## Gestellte Aufgabe
Schreib die Einträge vom Anfang bis einschließlich der Zeile mit "point(295, 244)" noch einmal ab und tausch dabei "photo" gegen "image" aus, alles andere bleibt gleich. Lass die Bilder in deiner Antwort weg.

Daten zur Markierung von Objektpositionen
○ ○ ○ ○ ○

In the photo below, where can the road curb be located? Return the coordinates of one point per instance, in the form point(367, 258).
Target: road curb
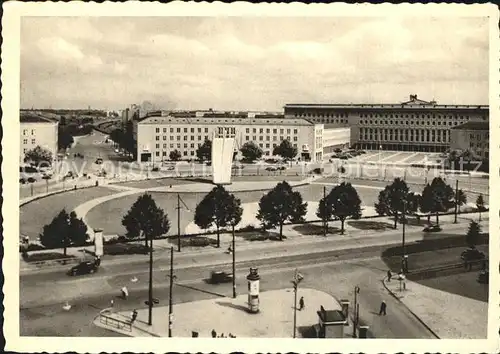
point(413, 313)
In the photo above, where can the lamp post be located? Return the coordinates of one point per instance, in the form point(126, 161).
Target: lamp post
point(297, 278)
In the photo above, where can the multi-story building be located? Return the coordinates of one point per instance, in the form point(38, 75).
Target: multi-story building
point(473, 136)
point(158, 136)
point(37, 131)
point(415, 125)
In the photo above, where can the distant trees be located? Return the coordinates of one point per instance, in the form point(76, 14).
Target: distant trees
point(251, 151)
point(64, 231)
point(480, 205)
point(437, 197)
point(38, 155)
point(204, 152)
point(219, 208)
point(279, 205)
point(391, 200)
point(175, 155)
point(341, 203)
point(473, 234)
point(286, 150)
point(145, 219)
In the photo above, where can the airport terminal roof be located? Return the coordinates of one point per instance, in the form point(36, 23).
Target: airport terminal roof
point(226, 120)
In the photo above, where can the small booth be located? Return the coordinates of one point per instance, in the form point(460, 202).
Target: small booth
point(331, 323)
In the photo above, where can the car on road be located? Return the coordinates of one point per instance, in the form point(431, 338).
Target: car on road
point(220, 277)
point(432, 228)
point(483, 277)
point(85, 267)
point(472, 254)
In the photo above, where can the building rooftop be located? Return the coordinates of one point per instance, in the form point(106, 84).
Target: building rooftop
point(227, 120)
point(413, 103)
point(34, 118)
point(473, 125)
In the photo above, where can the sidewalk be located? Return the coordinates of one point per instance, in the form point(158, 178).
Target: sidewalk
point(464, 317)
point(228, 315)
point(295, 244)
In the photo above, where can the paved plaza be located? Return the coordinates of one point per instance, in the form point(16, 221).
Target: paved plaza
point(228, 315)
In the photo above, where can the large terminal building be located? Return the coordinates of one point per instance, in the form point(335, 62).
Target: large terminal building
point(316, 130)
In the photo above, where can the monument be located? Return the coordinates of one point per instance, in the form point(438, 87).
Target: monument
point(223, 143)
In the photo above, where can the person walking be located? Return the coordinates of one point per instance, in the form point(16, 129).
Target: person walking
point(383, 308)
point(301, 303)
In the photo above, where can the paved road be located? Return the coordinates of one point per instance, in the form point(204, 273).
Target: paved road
point(338, 277)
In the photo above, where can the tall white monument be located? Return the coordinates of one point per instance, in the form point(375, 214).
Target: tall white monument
point(223, 144)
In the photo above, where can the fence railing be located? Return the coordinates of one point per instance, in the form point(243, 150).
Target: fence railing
point(107, 320)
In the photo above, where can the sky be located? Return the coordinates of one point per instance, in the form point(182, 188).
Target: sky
point(250, 63)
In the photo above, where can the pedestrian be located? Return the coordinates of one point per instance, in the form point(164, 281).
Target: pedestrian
point(383, 308)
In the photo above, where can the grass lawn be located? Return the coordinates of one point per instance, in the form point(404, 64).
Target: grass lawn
point(35, 215)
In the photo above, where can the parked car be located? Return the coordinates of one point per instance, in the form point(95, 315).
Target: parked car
point(483, 277)
point(432, 228)
point(472, 254)
point(219, 277)
point(85, 267)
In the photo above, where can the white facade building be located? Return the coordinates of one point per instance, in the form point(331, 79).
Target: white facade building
point(37, 131)
point(158, 136)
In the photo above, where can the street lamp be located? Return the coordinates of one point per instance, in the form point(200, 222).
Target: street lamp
point(297, 278)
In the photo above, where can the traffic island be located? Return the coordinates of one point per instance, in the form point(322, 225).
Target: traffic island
point(225, 316)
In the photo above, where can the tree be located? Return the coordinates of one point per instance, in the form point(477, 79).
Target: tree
point(175, 155)
point(145, 219)
point(204, 152)
point(64, 231)
point(218, 208)
point(461, 199)
point(391, 200)
point(251, 151)
point(480, 205)
point(64, 139)
point(279, 205)
point(38, 155)
point(343, 202)
point(286, 150)
point(437, 197)
point(473, 234)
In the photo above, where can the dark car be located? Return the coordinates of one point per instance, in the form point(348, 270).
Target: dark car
point(483, 277)
point(432, 228)
point(86, 267)
point(472, 254)
point(218, 277)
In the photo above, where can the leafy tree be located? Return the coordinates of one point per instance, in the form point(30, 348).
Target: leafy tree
point(204, 152)
point(38, 155)
point(63, 231)
point(391, 200)
point(437, 197)
point(286, 150)
point(461, 198)
point(251, 151)
point(473, 234)
point(279, 205)
point(145, 219)
point(480, 205)
point(218, 208)
point(343, 202)
point(64, 139)
point(175, 155)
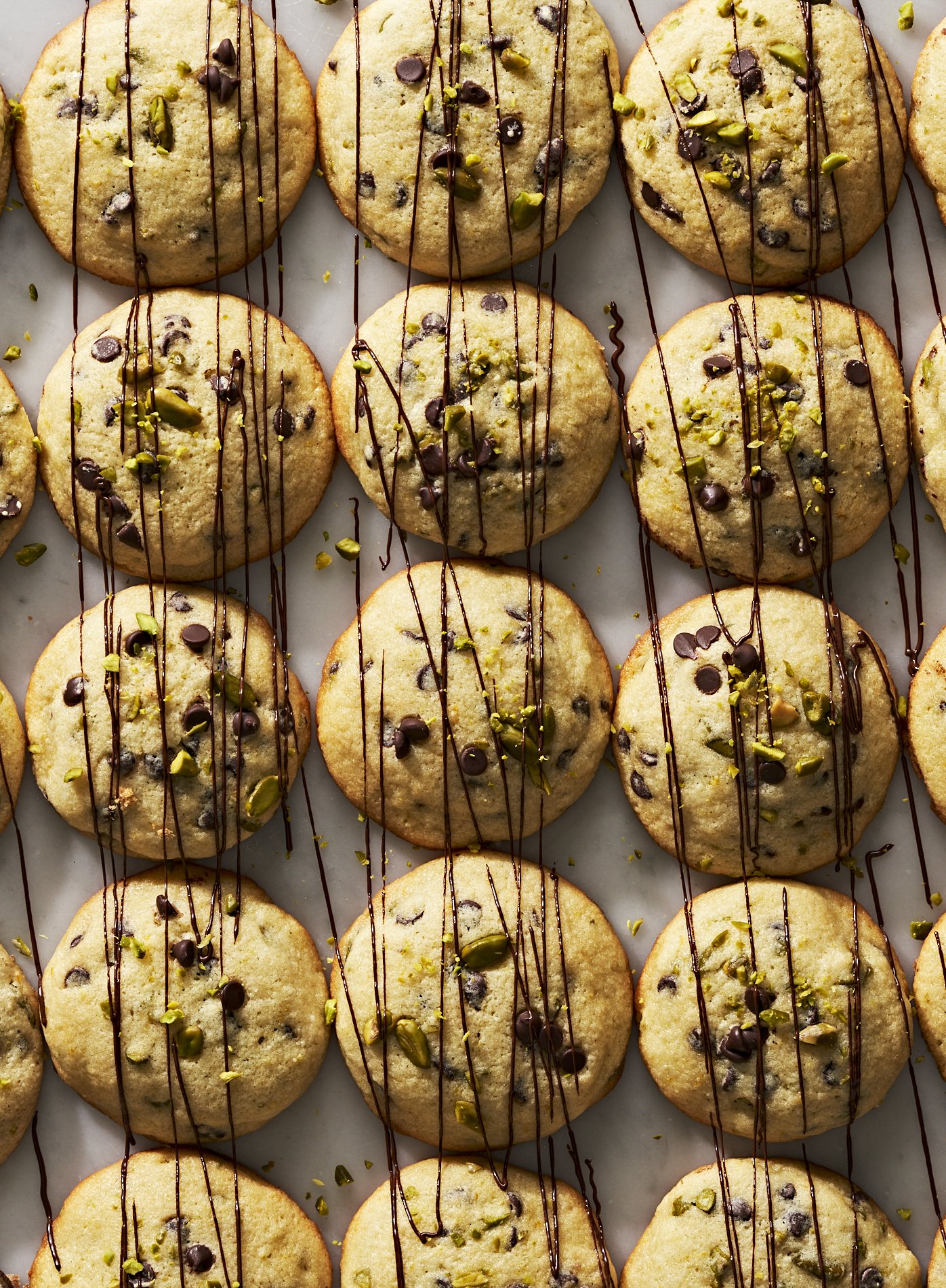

○ ○ ○ ○ ○

## Die Lösung
In the image below, where can the road curb be located? Return the coordinates of one point per instance, in the form point(367, 258).
Target: road curb
point(413, 313)
In the image above, where can the lamp post be located? Return the coordinates of one point per instance, in the form point(126, 161).
Target: lamp post
point(297, 278)
In the image above, where can the multi-story building be located? Return the coordinates of one point per instance, in the form point(38, 75).
Target: multi-story building
point(473, 136)
point(158, 136)
point(37, 131)
point(415, 125)
In the image above, where can the distant trees be located? Return the coordinates of one point per instance, in the form point(76, 14).
Target: distant trees
point(251, 151)
point(64, 231)
point(480, 205)
point(437, 197)
point(38, 155)
point(204, 152)
point(219, 208)
point(279, 205)
point(391, 200)
point(175, 155)
point(341, 203)
point(473, 234)
point(286, 150)
point(145, 219)
In the image above, where can the airport terminal roof be located? Return the coordinates of one point per instance, in the form point(36, 23).
Target: airport terminal roof
point(226, 120)
In the image above, where can the small booth be located? Return the coordinates of one point per instance, in the form point(460, 202).
Target: small booth
point(331, 323)
In the image above, where can the car on road be located? Return the coordinates of one point per instance, in the form point(431, 338).
Target: car on road
point(220, 277)
point(432, 228)
point(483, 277)
point(85, 267)
point(472, 254)
In the image above, where can the building rooftop be located? Return the coordinates of one point per instance, in the form point(106, 84).
Target: building rooftop
point(227, 120)
point(413, 103)
point(34, 118)
point(473, 125)
In the image above, where can the sidewalk be located? Return the coordinates of one point per instance, in the form point(158, 178).
Target: sidewalk
point(464, 317)
point(228, 315)
point(295, 244)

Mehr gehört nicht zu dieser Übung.